• DATASET ROWS:
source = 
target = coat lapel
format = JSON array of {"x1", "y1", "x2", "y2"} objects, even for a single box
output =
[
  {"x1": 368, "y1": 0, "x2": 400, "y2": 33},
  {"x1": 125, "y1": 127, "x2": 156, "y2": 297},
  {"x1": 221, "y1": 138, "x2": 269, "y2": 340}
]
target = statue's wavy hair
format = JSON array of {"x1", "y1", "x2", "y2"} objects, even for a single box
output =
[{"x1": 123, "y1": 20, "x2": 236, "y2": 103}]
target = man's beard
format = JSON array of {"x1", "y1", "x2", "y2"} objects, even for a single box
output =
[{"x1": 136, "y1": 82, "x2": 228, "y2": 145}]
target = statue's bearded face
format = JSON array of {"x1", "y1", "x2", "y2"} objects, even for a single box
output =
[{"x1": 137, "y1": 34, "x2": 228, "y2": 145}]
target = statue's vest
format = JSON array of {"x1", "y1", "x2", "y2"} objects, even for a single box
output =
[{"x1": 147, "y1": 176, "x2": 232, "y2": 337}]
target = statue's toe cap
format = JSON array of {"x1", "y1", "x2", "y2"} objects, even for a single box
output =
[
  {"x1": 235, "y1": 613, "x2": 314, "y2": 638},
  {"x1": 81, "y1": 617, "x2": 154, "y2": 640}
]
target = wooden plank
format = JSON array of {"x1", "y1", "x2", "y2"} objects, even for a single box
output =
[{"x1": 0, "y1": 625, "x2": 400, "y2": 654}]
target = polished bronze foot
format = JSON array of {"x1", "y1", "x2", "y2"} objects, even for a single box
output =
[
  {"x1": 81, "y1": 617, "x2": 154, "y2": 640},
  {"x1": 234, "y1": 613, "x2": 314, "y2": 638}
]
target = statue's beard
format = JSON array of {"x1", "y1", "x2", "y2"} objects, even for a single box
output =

• DO THIS: Write out every line of the entries above again, character for character, with nothing added, dropped, or changed.

• CORRECT OUTPUT:
source = 
target = coat lapel
format = JSON array of {"x1", "y1", "x2", "y2"} objects, even for a single box
output =
[
  {"x1": 368, "y1": 0, "x2": 400, "y2": 33},
  {"x1": 125, "y1": 127, "x2": 156, "y2": 297},
  {"x1": 221, "y1": 138, "x2": 269, "y2": 340}
]
target = statue's wavy hair
format = JSON array of {"x1", "y1", "x2", "y2"} objects, even for a single box
output =
[{"x1": 123, "y1": 20, "x2": 236, "y2": 103}]
target = man's beard
format = JSON array of {"x1", "y1", "x2", "y2"} objects, even for a single box
output =
[{"x1": 136, "y1": 82, "x2": 228, "y2": 145}]
target = statue's bearded face
format = JSON array of {"x1", "y1", "x2", "y2"} objects, even for a single box
output =
[{"x1": 137, "y1": 34, "x2": 228, "y2": 145}]
target = statue's vest
format = JSON array of {"x1", "y1", "x2", "y2"} objects, even for a single box
output =
[{"x1": 147, "y1": 176, "x2": 232, "y2": 337}]
target = statue's toe cap
format = JSON array of {"x1", "y1", "x2", "y2"} objects, even for a single box
output =
[
  {"x1": 235, "y1": 613, "x2": 314, "y2": 638},
  {"x1": 81, "y1": 617, "x2": 154, "y2": 640}
]
target = wooden plank
format = JSON array of {"x1", "y1", "x2", "y2"} objects, even for a single box
output =
[{"x1": 0, "y1": 625, "x2": 400, "y2": 654}]
target = polished bronze foot
format = JSON array of {"x1", "y1", "x2", "y2"} objects, even for a single box
output =
[
  {"x1": 81, "y1": 617, "x2": 154, "y2": 640},
  {"x1": 234, "y1": 613, "x2": 314, "y2": 638}
]
target = statue's beard
format = JSON array of {"x1", "y1", "x2", "y2"} objects, even for a single box
output =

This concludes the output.